:: Provided text ::

A leading doctor has reignited the debate over smacking by calling for a ban the practice saying it contradicts ambitions about protecting and respecting children.

Dr Lucy Reynolds, a consultant community paediatrician in Glasgow, said hitting a child was a violent act and inconsistent with the government aim to create a child-centred society.

Its policy Getting it Right for Every Child draws on eight markers - being safe, healthy, achieving, nurtured, active, respected, responsible and included - to highlight areas of child well-being.

"I can't see how smacking is in any way consistent with nurturing, respecting and keeping a child safe," said Dr Reynolds.

"My career in medicine is all about reducing suffering in children and helping them to reach their potential. All of my training has had those ends in focus - yet we have a legal system that says it is fine to inflict pain on vulnerable young individuals. To me this makes no sense at all," said the doctor who is a fellow of the Royal College of Paediatrics and Child Health and a member of the International Society of Social Paediatrics and Child Health.

"If the law doesn't allow a person to hit another adult it shouldn't allow them to hit a child.

"We can't be the child-centred society I would aspire to while our law states categorically that we as a nation think it can be justifiable for an adult to assault a child."

Dr Reynolds, who works in the Glenfarg Child Development Centre in Possilpark, added that using violence as a method of discipline conveyed the message to children that physical aggression and violence were socially acceptable.

"If a parent hits a young child, the lesson the child learns from that is that hitting is an acceptable form of behaviour. It is modelling violence to be a solution to something," she said.

She believed parents should reward and praise good behaviour and use other strategies such as distraction and 'time out' as ways of disciplining children.

The Criminal Justice (Scotland) Act 2003 allows parents or carers to hit a child so long as the punishment goes no further than "reasonable chastisement". Hitting a child on the head or with an implement, or shaking a child is not allowed.

But Dr Reynolds said among the problems with the legislation is that there is no objective measure to define what is 'reasonable chastisement'.

She also believed that what may start as a light smack can escalate to become a more severe physical punishment when parents are angry.

:::
:: Provided information ::

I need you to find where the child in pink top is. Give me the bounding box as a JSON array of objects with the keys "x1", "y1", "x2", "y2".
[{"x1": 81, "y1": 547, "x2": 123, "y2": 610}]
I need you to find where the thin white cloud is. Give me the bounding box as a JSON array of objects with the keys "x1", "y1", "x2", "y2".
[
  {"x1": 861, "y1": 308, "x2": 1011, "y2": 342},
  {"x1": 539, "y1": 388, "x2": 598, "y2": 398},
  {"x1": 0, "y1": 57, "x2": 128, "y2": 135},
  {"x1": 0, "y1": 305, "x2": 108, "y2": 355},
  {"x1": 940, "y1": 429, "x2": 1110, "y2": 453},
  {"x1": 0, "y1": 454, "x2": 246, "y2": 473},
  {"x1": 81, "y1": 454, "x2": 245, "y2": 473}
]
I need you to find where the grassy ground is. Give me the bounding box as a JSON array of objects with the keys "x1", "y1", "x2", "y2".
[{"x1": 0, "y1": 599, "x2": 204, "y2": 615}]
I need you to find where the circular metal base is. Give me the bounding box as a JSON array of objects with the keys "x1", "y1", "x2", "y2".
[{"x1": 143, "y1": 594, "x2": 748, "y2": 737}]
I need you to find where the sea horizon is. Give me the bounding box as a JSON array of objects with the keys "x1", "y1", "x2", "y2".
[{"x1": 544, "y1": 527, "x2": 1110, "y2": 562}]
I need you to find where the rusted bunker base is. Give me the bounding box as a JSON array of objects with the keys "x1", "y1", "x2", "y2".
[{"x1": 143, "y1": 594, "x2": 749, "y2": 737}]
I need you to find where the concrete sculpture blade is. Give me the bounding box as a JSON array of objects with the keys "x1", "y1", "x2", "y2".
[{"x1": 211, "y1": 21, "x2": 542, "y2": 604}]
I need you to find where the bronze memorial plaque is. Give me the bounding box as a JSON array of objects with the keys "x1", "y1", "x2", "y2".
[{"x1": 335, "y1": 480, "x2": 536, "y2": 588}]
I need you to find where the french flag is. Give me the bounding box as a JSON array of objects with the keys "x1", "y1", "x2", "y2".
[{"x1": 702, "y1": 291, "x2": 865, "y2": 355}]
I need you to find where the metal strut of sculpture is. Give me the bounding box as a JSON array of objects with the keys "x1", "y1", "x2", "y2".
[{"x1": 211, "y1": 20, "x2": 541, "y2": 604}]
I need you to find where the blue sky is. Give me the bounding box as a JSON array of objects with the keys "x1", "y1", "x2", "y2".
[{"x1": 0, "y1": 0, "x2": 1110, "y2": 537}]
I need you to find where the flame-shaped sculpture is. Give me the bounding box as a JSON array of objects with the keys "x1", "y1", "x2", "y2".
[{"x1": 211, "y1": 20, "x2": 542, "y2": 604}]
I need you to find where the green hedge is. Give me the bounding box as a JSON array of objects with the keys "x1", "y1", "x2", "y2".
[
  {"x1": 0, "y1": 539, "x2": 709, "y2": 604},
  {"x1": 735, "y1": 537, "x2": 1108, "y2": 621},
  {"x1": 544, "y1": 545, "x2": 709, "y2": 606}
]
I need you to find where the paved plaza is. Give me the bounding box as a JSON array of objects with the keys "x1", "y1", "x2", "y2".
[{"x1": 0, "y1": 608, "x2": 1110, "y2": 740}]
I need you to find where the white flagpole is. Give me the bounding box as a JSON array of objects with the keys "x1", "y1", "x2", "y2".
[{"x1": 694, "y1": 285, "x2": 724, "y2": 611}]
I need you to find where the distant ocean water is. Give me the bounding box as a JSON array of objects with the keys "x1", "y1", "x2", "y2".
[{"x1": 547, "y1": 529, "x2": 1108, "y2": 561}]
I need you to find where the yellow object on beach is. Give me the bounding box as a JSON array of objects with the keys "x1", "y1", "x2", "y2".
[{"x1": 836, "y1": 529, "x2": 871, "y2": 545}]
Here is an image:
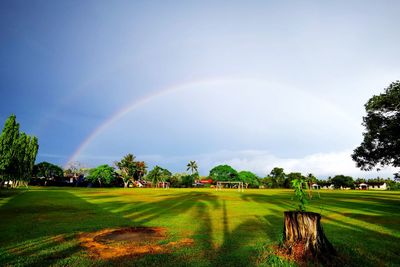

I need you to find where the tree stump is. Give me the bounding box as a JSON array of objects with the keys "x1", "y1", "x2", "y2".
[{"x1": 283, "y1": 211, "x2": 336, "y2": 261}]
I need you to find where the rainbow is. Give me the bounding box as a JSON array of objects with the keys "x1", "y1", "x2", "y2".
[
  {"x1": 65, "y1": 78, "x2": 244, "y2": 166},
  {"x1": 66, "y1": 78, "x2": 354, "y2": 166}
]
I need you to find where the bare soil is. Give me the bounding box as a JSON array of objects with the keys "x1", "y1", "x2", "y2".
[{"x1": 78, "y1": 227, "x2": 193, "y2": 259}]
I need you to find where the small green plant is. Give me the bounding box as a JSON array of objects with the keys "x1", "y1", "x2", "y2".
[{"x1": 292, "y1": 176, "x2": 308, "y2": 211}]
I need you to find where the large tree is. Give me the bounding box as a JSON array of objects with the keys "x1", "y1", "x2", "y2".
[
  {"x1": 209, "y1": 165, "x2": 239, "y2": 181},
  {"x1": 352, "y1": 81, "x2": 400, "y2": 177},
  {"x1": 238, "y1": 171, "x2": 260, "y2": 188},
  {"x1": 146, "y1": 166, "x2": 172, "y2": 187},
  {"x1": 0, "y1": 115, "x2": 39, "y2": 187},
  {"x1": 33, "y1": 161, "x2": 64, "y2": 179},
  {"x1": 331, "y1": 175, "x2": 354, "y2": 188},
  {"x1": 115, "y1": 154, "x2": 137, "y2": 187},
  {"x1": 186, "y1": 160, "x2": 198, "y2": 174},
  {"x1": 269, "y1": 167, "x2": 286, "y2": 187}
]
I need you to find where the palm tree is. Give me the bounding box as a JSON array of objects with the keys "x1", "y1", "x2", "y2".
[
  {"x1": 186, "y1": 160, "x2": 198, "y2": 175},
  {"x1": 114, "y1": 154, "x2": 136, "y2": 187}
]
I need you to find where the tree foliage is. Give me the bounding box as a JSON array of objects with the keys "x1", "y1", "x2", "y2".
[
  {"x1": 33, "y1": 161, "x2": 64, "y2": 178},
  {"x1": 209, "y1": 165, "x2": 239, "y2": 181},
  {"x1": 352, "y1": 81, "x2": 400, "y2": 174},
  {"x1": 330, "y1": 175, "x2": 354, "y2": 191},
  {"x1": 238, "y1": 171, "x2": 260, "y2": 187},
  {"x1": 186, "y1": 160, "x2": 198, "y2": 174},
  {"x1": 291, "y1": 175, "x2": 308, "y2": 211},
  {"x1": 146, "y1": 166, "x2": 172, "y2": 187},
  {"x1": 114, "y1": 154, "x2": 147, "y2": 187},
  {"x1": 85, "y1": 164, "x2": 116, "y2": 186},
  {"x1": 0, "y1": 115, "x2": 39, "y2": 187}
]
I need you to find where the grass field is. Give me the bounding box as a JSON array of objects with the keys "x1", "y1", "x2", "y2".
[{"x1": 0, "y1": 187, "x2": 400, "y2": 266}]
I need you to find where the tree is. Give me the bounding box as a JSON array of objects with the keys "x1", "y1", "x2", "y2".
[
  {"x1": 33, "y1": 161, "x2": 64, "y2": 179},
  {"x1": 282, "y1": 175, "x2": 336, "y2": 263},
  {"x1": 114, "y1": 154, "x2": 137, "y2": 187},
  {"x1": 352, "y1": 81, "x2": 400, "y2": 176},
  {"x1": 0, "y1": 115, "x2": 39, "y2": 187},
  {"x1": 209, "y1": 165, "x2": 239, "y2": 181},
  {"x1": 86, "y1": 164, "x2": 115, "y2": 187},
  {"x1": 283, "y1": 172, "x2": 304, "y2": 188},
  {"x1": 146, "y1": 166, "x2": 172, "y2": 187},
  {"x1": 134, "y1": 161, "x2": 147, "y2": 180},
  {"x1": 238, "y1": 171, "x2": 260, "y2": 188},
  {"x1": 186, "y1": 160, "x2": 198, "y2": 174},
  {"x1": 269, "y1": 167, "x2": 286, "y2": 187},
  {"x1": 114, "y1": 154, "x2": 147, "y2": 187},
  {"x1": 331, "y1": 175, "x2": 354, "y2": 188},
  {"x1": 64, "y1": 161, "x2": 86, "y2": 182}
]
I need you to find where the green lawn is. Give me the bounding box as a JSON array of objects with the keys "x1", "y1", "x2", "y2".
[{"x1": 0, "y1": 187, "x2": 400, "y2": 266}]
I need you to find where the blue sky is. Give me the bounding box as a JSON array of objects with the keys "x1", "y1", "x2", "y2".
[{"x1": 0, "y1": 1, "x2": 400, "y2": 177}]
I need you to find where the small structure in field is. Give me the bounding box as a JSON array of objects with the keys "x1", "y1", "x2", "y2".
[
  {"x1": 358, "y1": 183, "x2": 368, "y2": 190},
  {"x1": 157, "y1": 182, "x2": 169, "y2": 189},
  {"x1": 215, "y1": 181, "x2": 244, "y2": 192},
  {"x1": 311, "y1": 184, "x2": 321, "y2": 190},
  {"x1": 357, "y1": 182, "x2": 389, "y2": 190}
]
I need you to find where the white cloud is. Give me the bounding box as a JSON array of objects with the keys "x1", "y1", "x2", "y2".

:::

Exercise goal: Continue the article about a Glasgow doctor's call to ban smacking, starting after its last sentence.

Answer space:
A wealth of recent research has highlighted the damaging impact smacking can have on children. One study carried out in 2013 at the Institute of Health and Wellbeing at Glasgow University found hitting a child posed a serious risk to his or her development.

In 2003 Scottish ministers dropped proposals for a ban on corporal punishment of children under three after a public backlash and a warning from police that it could give them increasing workloads and be unworkable. The move left ministers at odds with the United Nations Committee on the Rights of the Child - which says the practice should be illegal.

Spain, Greece, Germany, Sweden, Norway, Finland, Estonia, New Zealand, are among 44 countries to have made smacking illegal in all settings including the family home.

Dr Reynolds insisted that more than a decade on from the previous attempt Scottish legislators should propose a ban again.

Dr Reynolds' intervention was supported last night by the main anti-smacking campaign group.

Alison Todd, spokeswoman for Children Are Unbeatable, said: "With a new First Minister, Justice Minister and cabinet in place we have a real opportunity to remove the defence of physical punishment and shape what we want this country to be like for our children.

"We can ensure that the assault of a person - young or old - is never 'justifiable'. We can make Scotland the best place in the world to grow up."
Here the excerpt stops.